Work began again in the early 1980s to complete most of the northern quadrant when the roadway was extended from the previously mentioned diamond interchange to connect to and take over Page Street. The planned overpass of US 41 was never built and an at-grade intersection was put there instead. However, the ramps still curiously remain, with the southern (eastbound) one actually used as an entrance ramp, and the northern (westbound) one connecting to Barnes Mill Road instead. Page Street had previously ended at Fairground Street, and the extension completed all parts of the loop except one final part.

1989 saw completion of the final leg of the loop at its northwestern corner, going west past Church Street (by then a one-way street which at the time was SR 5 southbound). This portion took out the Williams Brothers Lumber Company, and involved building an entrenched roadway with an overpass for Kennesaw Avenue (the original US 41 and SR 3) and the L&N Railroad, with the roadway tying into the extension of the new Powder Springs Street, which previously ended at Polk Street. The completion of this final leg resulted in the completion of the loop. In addition, SR 5 was relocated out of downtown Marietta onto part of the new loop to the west; it was later rerouted through a completely different city, going down Austell Road instead of Powder Springs Road, and may be rerouted yet again off of the loop and completely away from Marietta onto Barrett Parkway.

Given information »

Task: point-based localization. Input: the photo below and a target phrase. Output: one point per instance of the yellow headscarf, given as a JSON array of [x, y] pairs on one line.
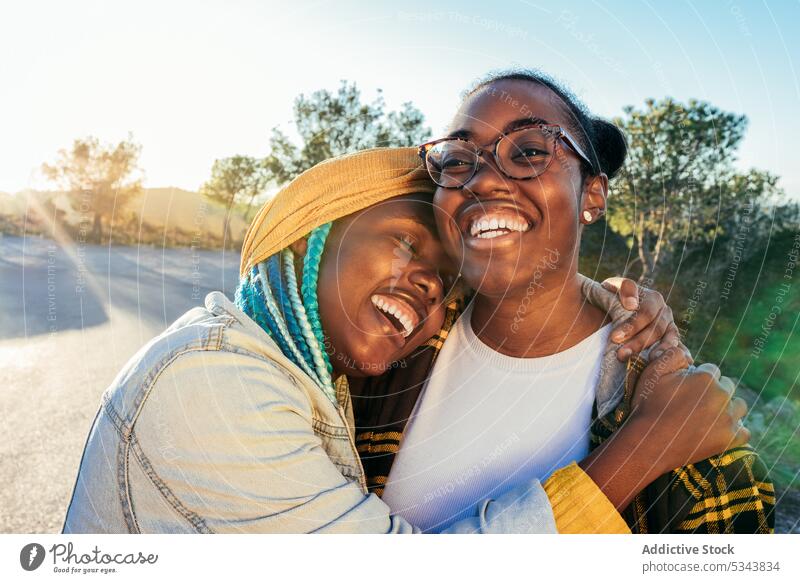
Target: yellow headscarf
[[331, 190]]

To do »
[1] Copy the passage on the Marietta loop road word for word, starting with "1989 saw completion" and going on through "onto Barrett Parkway.".
[2] Take the passage on the Marietta loop road further, picking up after its last sentence.
The listing is separate material and does not belong to the passage on the Marietta loop road.

Results of the tasks »
[1]
1989 saw completion of the final leg of the loop at its northwestern corner, going west past Church Street (by then a one-way street which at the time was SR 5 southbound). This portion took out the Williams Brothers Lumber Company, and involved building an entrenched roadway with an overpass for Kennesaw Avenue (the original US 41 and SR 3) and the L&N Railroad, with the roadway tying into the extension of the new Powder Springs Street, which previously ended at Polk Street. The completion of this final leg resulted in the completion of the loop. In addition, SR 5 was relocated out of downtown Marietta onto part of the new loop to the west; it was later rerouted through a completely different city, going down Austell Road instead of Powder Springs Road, and may be rerouted yet again off of the loop and completely away from Marietta onto Barrett Parkway.

[2]
In October 2007, the portion of SR 120 along Roswell Street between US 41 and SR 5 and SR 120 Loop was downgraded to a local city street, along with portions of SR 5. Since SR 120 required a new routing, SR 120 mainline was moved to the southern part of SR 120 Loop, and SR 120 Alternate was created on the north loop. As a result, SR 120 Loop no longer exists, though As of December 2007 only some of the signs have been changed, leaving a hodgepodge of confusing and contradictory information in different places, in addition to there being no public notice of the change by the Georgia Department of Transportation (GDOT). Compared to the northern route, the new routing takes mainline SR 120 around Marietta the indirect way, making it a longer distance by going out of the way to the south and back north, causing drivers to turn on a different road to stay on the same highway at a third point at Powder Springs Road (in addition to either end where it turns off to original route), and causing further driving delays with more traffic lights. In January 2008, GDOT crews began discreetly changing and removing signs along SR 120 Loop and the SR 120 mainline.

The remaining state-maintained part of Roswell Road between the eastern intersection with the loop and US 41 was renumbered SR 3 Connector, the previous designation of a completely different road in Marietta. SR 5 currently shares the west end of the Loop, west from Cherokee Street (northbound only) to Church Street (southbound only), southwest to Whitlock Avenue, south to Powder Springs Road, and turning east at that intersection to Atlanta Road. This is a complete roundabout and unnecessary routing, since Atlanta Road turns into Cherokee Street via East Park Square (the street's name for one block along the town square), and since Church Street / West Park Square / Old Powder Springs Street connects to it at a one-way cross street.

== Names ==
Along the north side from Whitlock Avenue (where SR 120 continues west, becoming Dallas Highway), northeast to Church Street, east to Roswell Road, and southeast to Lower Roswell Road, it is known as North Marietta Parkway. Much of this route used to be known as Page Street. Almost all of it is in the county's northeast quadrant for street addresses, except west of Church Street where it is northwest.

Along the west side from Whitlock Avenue south to the "new" Powder Springs Street, then east to Atlanta Road, southeast to Manget Street, east to I-75, then northeast to Lower Roswell Road, it is known as South Marietta Parkway. Much of this route used to be known as Clay Street. Almost all of it is in the county's southeast quadrant for street addresses, except west of the railroad tracks where it is southwest.

== Purpose ==
Its main purpose is as a bypass route around the central business district of Marietta, like most loop roads. However, it is also a common surface street for locals. The two main interchanges with I-75 in Marietta are along this road in the eastern part of Marietta.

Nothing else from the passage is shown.